**Text provided:**
[Date Prev][Date Next][Thread Prev][Thread Next][Date Index][Thread Index]

Re: [HTCondor-users] Kerberos AS-REPs for Daemon communication not cached



Dear HTCondor experts,

trying to read through "kinit" itself:
https://github.com/krb5/krb5/blob/master/src/clients/kinit/kinit.c
I do mainly see two major differences to HTCondor code:
- They use "krb5_cc_resolve" always first to check if the a credential cache exists, and if it does, they use:
  "krb5_get_init_creds_opt_set_in_ccache" to have the init command use it. 
- They are using "krb5_get_init_creds_opt_set_out_ccache" to enable storage of the fetched credential in the cache. 

Maybe that is already sufficient? 
I am unsure about the parameters and implications, but maybe the HTCondor authentication expert can use this information.

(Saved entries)
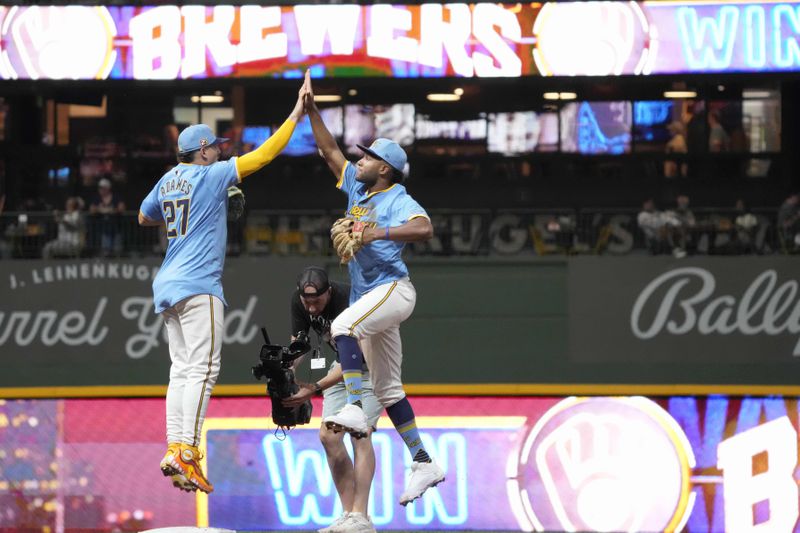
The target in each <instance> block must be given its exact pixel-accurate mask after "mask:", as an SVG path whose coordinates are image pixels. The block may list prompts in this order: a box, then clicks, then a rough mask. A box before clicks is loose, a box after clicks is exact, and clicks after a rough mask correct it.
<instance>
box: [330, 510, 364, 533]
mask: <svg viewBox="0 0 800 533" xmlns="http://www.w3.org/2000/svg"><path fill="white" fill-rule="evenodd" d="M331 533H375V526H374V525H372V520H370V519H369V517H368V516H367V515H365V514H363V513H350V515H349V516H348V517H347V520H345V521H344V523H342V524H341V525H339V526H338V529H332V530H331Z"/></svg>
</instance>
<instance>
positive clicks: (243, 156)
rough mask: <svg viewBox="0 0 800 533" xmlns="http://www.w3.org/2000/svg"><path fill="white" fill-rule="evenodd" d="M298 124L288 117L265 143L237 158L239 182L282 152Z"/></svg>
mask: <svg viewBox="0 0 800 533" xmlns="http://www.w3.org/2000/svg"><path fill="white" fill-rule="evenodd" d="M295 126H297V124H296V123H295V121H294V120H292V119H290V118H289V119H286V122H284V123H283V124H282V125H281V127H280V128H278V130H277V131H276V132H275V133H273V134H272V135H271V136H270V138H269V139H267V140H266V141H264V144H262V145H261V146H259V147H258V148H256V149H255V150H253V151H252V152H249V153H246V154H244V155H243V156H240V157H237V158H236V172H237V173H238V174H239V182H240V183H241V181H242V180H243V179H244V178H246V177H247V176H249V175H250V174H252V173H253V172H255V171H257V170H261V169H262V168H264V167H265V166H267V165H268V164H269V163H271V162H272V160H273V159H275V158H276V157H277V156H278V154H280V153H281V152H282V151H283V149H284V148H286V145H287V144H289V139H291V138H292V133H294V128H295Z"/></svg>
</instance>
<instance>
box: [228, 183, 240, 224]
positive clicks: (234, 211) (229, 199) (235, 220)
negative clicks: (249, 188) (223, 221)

...

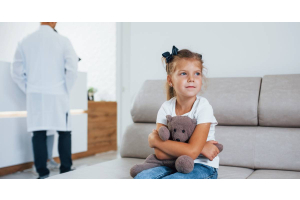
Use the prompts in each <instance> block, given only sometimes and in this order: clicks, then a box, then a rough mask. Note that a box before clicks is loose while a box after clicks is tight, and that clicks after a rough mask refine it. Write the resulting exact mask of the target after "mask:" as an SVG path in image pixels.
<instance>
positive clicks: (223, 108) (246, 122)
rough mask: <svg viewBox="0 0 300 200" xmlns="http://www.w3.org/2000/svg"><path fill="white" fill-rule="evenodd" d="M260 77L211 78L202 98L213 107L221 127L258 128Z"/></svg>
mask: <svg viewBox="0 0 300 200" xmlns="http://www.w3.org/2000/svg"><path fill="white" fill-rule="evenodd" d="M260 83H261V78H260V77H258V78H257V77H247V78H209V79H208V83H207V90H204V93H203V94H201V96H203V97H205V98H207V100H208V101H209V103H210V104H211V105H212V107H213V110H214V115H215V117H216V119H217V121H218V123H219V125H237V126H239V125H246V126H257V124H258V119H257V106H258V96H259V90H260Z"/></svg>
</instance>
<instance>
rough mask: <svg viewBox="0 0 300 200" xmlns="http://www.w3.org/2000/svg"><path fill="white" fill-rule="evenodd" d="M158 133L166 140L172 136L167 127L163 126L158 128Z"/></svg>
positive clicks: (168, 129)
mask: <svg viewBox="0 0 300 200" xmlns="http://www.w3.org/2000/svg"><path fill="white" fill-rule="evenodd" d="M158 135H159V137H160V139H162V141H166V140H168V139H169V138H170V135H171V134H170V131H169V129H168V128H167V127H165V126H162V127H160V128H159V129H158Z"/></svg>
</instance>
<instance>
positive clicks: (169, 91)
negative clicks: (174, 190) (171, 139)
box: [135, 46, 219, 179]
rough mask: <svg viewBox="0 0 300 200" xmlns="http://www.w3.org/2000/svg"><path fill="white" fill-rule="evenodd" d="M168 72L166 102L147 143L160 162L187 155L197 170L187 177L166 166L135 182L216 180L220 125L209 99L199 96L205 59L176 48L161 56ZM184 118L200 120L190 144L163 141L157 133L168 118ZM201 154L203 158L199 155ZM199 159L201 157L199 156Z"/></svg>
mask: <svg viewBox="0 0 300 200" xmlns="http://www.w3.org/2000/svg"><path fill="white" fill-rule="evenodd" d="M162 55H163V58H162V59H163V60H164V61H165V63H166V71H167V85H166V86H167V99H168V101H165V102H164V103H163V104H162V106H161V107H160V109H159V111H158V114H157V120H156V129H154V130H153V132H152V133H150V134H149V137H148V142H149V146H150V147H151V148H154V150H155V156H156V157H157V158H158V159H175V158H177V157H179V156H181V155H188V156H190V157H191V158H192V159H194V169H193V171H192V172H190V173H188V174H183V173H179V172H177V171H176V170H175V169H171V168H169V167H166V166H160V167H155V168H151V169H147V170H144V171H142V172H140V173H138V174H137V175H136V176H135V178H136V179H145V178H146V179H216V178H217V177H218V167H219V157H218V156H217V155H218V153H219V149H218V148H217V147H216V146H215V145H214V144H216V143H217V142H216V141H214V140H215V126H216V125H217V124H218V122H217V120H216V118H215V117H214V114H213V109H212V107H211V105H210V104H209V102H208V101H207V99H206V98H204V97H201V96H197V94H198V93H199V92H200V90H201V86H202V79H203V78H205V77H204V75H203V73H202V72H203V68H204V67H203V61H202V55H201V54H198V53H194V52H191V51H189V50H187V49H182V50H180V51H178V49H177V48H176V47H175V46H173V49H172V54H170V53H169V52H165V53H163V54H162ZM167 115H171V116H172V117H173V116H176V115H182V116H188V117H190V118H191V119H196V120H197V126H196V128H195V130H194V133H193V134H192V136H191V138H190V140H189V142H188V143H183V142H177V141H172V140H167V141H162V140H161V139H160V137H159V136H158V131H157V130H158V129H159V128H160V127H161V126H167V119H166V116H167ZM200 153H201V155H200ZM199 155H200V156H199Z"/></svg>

**Directive 1:** Return the passage of the Kerberos caching message between "- They are using" and "use this information.", inclusive.
**Directive 2:** According to the Kerberos caching message, why does kinit call krb5_get_init_creds_opt_set_out_ccache?
**Directive 3:**
Using the Kerberos caching message, answer each of the following:
(a) Whose source code does the writer read through?
(b) How many major differences from the HTCondor code does the writer see?
(c) Which function does kinit always call first to check whether a credential cache exists?
The saved entries are separate material and are not connected to the message about Kerberos credential caching.

**Expected answer 1:**
- They are using "krb5_get_init_creds_opt_set_out_ccache" to enable storage of the fetched credential in the cache. 

Maybe that is already sufficient? 
I am unsure about the parameters and implications, but maybe the HTCondor authentication expert can use this information.

**Expected answer 2:** kinit calls krb5_get_init_creds_opt_set_out_ccache to enable storage of the fetched credential in the cache.

**Expected answer 3:**
(a) The source code of kinit.
(b) Two.
(c) krb5_cc_resolve.